■ EXERCISE DETAILS:
Can you print the entries below verbatim, starting with the line that contains "Target: school badge patch" and continuing through the last line of the entries?

■ PROVIDED RECORDS:
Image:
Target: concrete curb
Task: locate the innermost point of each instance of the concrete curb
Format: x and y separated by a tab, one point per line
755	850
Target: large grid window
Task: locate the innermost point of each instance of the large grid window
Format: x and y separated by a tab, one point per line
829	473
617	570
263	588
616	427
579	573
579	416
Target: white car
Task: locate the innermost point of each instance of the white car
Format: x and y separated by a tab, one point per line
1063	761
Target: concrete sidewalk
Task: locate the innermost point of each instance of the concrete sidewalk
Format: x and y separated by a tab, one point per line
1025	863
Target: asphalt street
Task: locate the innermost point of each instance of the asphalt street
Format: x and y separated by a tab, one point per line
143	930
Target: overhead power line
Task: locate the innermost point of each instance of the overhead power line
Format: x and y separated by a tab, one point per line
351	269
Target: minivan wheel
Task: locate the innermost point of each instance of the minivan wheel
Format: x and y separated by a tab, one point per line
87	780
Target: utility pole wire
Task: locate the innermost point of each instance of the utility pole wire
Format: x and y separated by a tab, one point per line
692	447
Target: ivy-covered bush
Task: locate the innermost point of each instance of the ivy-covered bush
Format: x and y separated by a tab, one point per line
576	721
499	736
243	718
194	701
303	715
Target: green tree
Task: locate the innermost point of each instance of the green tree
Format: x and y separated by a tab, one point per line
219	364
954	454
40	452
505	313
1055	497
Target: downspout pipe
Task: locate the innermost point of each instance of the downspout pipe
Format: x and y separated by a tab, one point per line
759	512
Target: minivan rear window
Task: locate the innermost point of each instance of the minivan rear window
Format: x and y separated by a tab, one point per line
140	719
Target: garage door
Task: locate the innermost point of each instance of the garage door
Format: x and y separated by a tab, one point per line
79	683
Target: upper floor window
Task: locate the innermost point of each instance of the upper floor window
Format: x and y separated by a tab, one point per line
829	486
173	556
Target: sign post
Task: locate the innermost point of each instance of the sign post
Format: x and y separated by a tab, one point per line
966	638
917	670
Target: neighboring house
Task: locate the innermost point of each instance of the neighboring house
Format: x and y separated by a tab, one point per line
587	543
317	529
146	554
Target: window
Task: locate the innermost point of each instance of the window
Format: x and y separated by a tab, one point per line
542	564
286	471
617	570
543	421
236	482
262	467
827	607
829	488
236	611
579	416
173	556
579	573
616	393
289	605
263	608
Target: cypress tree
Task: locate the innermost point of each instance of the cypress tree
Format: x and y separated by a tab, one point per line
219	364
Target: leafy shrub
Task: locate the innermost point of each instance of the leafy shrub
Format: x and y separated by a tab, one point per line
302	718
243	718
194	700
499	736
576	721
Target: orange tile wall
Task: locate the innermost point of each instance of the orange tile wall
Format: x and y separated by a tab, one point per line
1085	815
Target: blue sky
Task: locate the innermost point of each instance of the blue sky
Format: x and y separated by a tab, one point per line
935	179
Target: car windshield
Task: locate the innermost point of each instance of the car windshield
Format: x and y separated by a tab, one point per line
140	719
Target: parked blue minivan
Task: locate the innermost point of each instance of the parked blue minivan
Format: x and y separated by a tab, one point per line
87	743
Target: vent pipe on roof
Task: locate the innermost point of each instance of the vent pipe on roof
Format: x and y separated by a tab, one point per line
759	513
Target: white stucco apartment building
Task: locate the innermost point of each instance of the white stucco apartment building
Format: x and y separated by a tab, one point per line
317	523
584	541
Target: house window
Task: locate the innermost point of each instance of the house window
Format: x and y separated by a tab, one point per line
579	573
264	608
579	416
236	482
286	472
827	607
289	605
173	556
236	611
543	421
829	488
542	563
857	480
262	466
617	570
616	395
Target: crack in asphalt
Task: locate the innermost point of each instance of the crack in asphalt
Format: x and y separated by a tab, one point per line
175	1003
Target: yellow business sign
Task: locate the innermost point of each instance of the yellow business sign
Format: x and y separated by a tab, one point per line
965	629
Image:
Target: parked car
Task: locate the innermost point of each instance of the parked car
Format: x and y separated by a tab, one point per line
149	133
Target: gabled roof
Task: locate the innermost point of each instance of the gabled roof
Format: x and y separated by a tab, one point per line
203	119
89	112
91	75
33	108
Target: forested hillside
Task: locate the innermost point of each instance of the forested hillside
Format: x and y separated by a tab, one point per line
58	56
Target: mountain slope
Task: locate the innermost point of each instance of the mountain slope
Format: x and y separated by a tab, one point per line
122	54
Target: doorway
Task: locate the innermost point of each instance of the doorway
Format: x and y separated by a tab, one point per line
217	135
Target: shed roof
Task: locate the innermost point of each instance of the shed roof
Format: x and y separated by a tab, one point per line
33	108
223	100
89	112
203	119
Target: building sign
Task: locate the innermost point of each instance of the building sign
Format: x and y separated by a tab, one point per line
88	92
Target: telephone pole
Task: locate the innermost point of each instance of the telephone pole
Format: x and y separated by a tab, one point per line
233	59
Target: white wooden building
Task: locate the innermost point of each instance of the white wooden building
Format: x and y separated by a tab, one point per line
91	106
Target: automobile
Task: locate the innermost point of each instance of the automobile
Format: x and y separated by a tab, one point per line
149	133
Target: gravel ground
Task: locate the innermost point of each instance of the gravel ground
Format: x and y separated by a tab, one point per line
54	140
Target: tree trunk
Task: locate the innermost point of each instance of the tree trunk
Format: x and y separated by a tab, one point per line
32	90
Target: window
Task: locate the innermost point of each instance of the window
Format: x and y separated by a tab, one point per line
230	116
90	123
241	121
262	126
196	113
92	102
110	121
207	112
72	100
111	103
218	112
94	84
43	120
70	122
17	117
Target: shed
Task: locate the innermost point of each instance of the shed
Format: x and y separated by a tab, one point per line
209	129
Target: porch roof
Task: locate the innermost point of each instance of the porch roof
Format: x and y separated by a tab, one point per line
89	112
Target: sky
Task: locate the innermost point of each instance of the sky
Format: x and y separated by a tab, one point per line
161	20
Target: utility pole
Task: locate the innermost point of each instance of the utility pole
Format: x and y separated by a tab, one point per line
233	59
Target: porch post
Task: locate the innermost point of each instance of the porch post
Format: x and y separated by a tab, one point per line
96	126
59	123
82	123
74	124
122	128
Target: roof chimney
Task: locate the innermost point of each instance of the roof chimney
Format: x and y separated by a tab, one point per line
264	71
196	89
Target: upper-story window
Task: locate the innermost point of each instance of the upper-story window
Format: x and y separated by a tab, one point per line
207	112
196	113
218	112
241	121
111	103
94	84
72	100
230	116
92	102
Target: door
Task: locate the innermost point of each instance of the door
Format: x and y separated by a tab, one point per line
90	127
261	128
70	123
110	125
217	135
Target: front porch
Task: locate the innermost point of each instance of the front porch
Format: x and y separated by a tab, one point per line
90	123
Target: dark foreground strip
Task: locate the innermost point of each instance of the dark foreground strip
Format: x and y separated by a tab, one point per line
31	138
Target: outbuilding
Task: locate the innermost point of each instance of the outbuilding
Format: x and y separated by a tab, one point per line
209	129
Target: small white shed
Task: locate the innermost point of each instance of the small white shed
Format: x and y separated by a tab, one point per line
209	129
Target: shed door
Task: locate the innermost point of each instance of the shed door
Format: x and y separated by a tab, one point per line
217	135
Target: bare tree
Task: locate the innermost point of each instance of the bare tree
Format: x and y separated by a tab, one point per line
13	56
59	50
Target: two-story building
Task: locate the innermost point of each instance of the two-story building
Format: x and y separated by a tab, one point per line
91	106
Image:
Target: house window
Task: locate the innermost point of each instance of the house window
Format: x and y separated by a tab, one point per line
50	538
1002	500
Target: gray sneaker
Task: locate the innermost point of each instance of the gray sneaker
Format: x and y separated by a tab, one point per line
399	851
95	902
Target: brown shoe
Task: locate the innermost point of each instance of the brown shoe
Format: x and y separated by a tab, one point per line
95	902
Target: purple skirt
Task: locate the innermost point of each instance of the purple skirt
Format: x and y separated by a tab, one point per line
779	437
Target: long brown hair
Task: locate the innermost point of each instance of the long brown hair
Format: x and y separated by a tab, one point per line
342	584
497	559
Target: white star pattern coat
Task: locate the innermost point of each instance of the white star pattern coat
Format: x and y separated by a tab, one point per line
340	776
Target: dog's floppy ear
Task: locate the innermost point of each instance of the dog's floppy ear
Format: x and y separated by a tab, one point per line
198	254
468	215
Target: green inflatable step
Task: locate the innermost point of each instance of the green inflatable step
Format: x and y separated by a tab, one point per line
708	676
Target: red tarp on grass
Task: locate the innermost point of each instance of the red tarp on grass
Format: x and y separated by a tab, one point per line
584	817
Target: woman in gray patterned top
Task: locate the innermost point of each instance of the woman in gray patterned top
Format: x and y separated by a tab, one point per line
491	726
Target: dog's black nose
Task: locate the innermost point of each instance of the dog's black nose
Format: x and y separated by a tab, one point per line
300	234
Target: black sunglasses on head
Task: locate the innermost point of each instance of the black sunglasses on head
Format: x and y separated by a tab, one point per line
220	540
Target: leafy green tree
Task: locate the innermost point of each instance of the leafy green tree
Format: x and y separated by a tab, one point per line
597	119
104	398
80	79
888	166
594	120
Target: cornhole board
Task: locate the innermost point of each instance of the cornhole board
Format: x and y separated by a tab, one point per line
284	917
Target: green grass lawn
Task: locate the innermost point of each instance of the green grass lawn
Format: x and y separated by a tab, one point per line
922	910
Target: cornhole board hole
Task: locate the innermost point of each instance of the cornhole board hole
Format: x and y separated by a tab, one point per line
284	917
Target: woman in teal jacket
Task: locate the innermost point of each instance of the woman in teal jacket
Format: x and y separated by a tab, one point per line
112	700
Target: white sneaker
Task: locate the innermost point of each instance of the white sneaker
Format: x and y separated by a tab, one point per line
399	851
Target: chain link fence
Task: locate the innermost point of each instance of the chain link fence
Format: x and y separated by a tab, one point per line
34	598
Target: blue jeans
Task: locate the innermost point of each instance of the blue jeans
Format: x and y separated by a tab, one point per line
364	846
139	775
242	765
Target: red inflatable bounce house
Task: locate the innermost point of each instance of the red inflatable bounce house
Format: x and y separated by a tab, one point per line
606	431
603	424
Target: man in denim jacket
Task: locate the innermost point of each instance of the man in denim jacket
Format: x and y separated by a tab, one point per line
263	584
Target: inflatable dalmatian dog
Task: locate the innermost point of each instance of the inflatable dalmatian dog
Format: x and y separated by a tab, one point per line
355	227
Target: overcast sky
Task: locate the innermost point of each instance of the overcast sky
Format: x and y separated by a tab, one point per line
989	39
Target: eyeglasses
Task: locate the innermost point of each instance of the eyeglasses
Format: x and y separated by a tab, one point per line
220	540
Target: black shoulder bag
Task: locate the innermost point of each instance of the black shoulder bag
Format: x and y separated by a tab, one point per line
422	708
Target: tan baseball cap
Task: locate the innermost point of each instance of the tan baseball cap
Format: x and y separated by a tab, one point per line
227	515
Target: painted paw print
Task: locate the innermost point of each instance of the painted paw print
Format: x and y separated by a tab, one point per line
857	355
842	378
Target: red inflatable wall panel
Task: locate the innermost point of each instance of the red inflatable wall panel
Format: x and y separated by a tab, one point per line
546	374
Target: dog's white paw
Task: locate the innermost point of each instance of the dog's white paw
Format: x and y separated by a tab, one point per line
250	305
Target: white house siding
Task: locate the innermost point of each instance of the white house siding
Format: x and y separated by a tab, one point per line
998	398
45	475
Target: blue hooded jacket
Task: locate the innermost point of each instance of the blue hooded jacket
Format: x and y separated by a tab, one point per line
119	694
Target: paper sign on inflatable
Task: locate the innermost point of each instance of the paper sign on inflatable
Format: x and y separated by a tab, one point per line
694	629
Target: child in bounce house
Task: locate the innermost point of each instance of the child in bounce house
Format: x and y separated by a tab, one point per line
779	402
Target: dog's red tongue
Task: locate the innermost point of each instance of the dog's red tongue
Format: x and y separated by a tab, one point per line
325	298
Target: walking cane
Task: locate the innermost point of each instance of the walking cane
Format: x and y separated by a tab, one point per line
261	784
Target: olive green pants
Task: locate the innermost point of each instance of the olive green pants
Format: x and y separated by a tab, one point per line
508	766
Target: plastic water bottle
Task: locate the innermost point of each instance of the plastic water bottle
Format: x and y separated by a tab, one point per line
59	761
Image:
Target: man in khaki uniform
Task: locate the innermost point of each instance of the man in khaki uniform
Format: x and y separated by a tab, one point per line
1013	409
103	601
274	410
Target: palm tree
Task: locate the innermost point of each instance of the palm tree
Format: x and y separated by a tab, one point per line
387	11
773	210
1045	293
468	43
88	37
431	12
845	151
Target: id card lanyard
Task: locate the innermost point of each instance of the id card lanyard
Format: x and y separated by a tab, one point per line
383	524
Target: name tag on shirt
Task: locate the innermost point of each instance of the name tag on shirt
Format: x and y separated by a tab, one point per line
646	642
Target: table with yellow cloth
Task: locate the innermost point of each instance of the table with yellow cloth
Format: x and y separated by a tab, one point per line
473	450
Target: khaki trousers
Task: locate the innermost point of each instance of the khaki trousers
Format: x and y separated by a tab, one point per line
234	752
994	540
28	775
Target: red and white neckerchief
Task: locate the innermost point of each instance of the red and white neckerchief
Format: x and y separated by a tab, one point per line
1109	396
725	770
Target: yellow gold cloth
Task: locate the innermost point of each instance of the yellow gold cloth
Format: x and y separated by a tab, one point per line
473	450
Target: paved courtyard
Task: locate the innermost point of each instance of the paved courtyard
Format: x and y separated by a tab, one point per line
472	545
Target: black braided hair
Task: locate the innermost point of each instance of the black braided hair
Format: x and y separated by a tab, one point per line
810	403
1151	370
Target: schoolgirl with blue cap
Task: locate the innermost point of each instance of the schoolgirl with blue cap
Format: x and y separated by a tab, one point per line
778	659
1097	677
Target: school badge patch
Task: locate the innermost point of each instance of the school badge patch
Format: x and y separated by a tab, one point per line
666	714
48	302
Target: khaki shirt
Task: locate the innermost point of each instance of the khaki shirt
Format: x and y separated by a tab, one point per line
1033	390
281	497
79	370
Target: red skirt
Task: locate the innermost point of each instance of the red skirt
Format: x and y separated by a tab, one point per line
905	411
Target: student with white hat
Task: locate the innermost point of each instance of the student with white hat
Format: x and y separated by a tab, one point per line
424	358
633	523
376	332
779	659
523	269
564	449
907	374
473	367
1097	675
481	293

■ REPLY:
Target: school badge patch
Task: locate the innermost point of each instance of the school badge patch
Format: x and y separated by a tab, one point per line
666	714
48	302
Target: khaki shirt
Task: locate the innermost point of each instance of the khaki shirt
Format: x and y separated by a tab, one point per line
1033	390
281	497
79	370
Target: red skirt
Task: locate the innermost point of each instance of the red skirt
Format: x and y separated by a tab, one point per line
905	411
Target: student with white hat
Task: locate the innermost point of each instance of the student with white hat
Format: x and y separated by a tab, one point per line
424	358
633	523
376	332
779	659
523	269
564	449
907	374
473	367
1097	675
481	293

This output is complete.